**DATASET EXCERPTS:**

= Beginning of Section =

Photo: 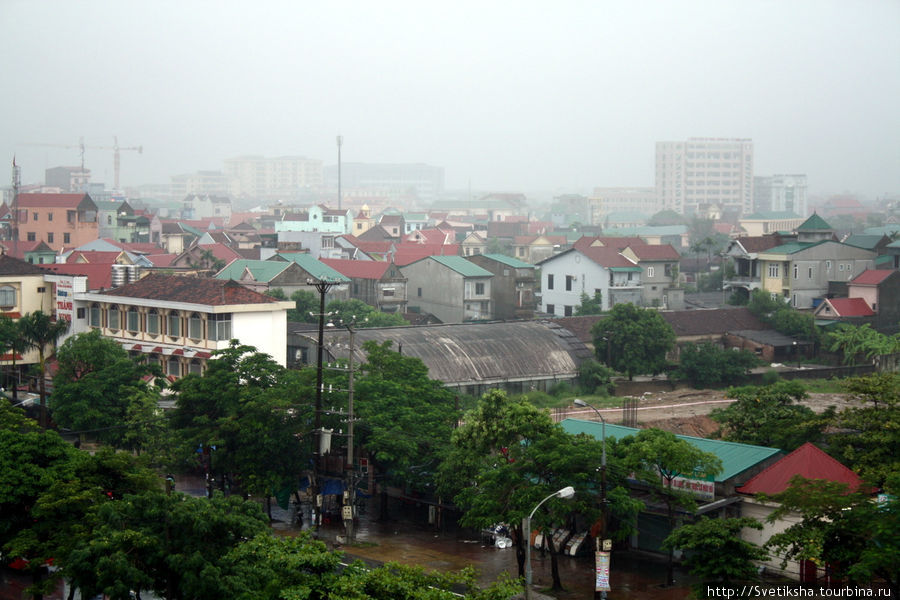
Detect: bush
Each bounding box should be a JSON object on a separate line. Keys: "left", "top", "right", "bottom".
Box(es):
{"left": 549, "top": 381, "right": 575, "bottom": 397}
{"left": 761, "top": 369, "right": 781, "bottom": 385}
{"left": 577, "top": 359, "right": 614, "bottom": 395}
{"left": 672, "top": 343, "right": 759, "bottom": 388}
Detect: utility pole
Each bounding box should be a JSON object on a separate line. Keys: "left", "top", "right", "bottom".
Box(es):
{"left": 308, "top": 277, "right": 337, "bottom": 533}
{"left": 342, "top": 323, "right": 357, "bottom": 542}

= End of Section =

**WHAT THE EXERCISE ASKS:**
Please give back the data above word for word, with no pictures included.

**OUTPUT BELOW:**
Photo: 
Detect: bush
Each bounding box should be a JSON object on a separate line. Keys: "left", "top", "right", "bottom".
Box(es):
{"left": 549, "top": 381, "right": 575, "bottom": 397}
{"left": 761, "top": 369, "right": 781, "bottom": 385}
{"left": 577, "top": 359, "right": 614, "bottom": 395}
{"left": 672, "top": 343, "right": 759, "bottom": 388}
Detect: utility pole
Each bounding box should be a JSON object on a separate line. Keys: "left", "top", "right", "bottom".
Box(es):
{"left": 308, "top": 277, "right": 337, "bottom": 533}
{"left": 342, "top": 323, "right": 357, "bottom": 542}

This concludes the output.